::: DATASET ENTRIES :::

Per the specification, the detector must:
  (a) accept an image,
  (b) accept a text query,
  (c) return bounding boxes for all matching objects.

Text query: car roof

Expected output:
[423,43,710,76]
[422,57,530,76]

:::

EXERCISE DETAILS
Update the entries above by replacing "accept" with "take" and leaving every other word as it is.

RESPONSE
Per the specification, the detector must:
  (a) take an image,
  (b) take a text query,
  (c) return bounding boxes for all matching objects.

Text query: car roof

Expected output:
[423,43,710,76]
[422,57,530,76]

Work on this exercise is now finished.